### STATED EXERCISE
Rewrite all of the records below with every "Indicate" changed to "Mark" and nothing else altered. Leave the pictures out of your answer.

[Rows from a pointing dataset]
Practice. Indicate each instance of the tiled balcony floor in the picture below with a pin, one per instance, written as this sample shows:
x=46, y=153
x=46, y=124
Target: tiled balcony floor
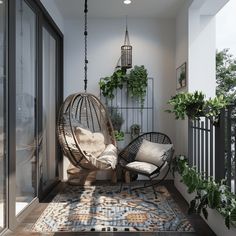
x=200, y=227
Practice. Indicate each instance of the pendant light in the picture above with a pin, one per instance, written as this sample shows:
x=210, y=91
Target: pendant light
x=126, y=51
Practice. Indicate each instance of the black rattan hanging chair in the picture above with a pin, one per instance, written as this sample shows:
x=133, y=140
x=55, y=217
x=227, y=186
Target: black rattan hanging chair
x=82, y=115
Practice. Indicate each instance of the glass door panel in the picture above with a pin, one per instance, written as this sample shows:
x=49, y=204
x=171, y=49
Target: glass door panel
x=48, y=163
x=2, y=115
x=25, y=105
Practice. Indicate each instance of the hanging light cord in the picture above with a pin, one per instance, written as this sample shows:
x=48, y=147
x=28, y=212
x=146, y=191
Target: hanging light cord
x=85, y=45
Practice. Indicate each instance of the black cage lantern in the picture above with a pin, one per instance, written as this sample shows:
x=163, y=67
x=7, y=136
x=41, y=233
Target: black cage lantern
x=126, y=52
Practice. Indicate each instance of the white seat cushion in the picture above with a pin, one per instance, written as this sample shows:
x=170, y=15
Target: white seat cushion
x=152, y=152
x=109, y=156
x=92, y=143
x=142, y=167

### FULL RESPONSE
Practice. Mark each instance of the tiled balcony floor in the picture below with a pin, one per instance, written as this sample shows:
x=46, y=153
x=46, y=124
Target: tiled balcony floor
x=200, y=227
Practice. Mark each instance of the pendant light in the picture above with a pin, one per instance, written as this sample shows:
x=210, y=91
Target: pendant light
x=126, y=51
Practice. Mark each instance of the black rattan hanging chair in the picture above with a pin, one per instance, written as this sample shows:
x=133, y=140
x=55, y=217
x=227, y=186
Target: black rattan hanging chair
x=82, y=115
Practice. Mark each instance of the glass door panel in the picture above with a pin, one per instance, written as this sample shows:
x=49, y=204
x=171, y=49
Target: glass door panel
x=48, y=163
x=2, y=115
x=25, y=105
Practice. Mark each instance of the hanging light cord in the picture above with a pin, one per instance, written as this sample shows:
x=48, y=147
x=28, y=212
x=146, y=191
Target: hanging light cord
x=85, y=45
Practice. Mark each instance of the black cage lantern in the picture above with a pin, one per instance, written as this sample shows:
x=163, y=67
x=7, y=136
x=41, y=233
Target: black cage lantern
x=126, y=52
Practice. Mark each instance of the white seat cushion in the picture above with a pin, one per instance, written as this sample shows:
x=170, y=15
Target: white seat cushion
x=152, y=152
x=109, y=156
x=92, y=143
x=142, y=167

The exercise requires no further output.